Complete the following:
A. Reproduce the Zika article from "Brian Foy, a" to "and muscle pains.", replacing "fatigue" with "tiredness".
B. Carry the Zika article forward, writing what follows its final sentence.

A new study out of the Center for Disease Control and Prevention (CDC) claims to have documented the first human case of a sexually transmitted insect-borne disease: the Zika virus.
Brian Foy, a biologist at Colorado State University, coauthored the study about three anonymous patients who he later admitted included himself; Kevin Kobylinski,a PH.D. student who accompanied him on a mosquito collecting trip; and Foy's wife, Chilson Foy, who coauthored the study.
Foy and Kobylinski developed the Zika virus 5 days after
returning home in August 2008 from harvesting mosquitos for various studies in Senegal. They developed rashes on their torsos, fatigue, headaches, and painfully swollen wrists, knees, and ankles. Foy also suffered from an inflamed prostate, painful urination, and blood in his semen. In early September, Chilson developed a headahce, hypersensitivity to light, chills, and muscle pains.

Supplied records:

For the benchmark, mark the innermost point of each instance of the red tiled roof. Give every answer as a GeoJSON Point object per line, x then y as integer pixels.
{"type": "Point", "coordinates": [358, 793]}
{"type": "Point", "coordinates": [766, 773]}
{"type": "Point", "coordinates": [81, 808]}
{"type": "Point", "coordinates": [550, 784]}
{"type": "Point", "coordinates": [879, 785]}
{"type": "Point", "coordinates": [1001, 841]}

Replies:
A.
Brian Foy, a biologist at Colorado State University, coauthored the study about three anonymous patients who he later admitted included himself; Kevin Kobylinski,a PH.D. student who accompanied him on a mosquito collecting trip; and Foy's wife, Chilson Foy, who coauthored the study.
Foy and Kobylinski developed the Zika virus 5 days after
returning home in August 2008 from harvesting mosquitos for various studies in Senegal. They developed rashes on their torsos, tiredness, headaches, and painfully swollen wrists, knees, and ankles. Foy also suffered from an inflamed prostate, painful urination, and blood in his semen. In early September, Chilson developed a headahce, hypersensitivity to light, chills, and muscle pains.

B.
At the CDC's lab in Fort Collins, Colorado, Foy and Kobylinski were misdiagnosed with dengue fever while Chilson tested negative. A medical entomologist at the University of Texas Medical Brach at Galveston discovered the true source of the trio's illness: Zika.
The Zika virus, often incorrectly diagnosed as dengue fever, is commonly found in sections of Africa and Southeast Asia. The chances of Foy transmitting this mosquito borne disease to his wife through vaginal intercourse is very strong. This would make this the first documented case of an insect borne sexually transmitted virus. Other research suggests that this type if infection is possible in other mammals. Boars infected with Japanese encephalitis can spread this virus through their semen.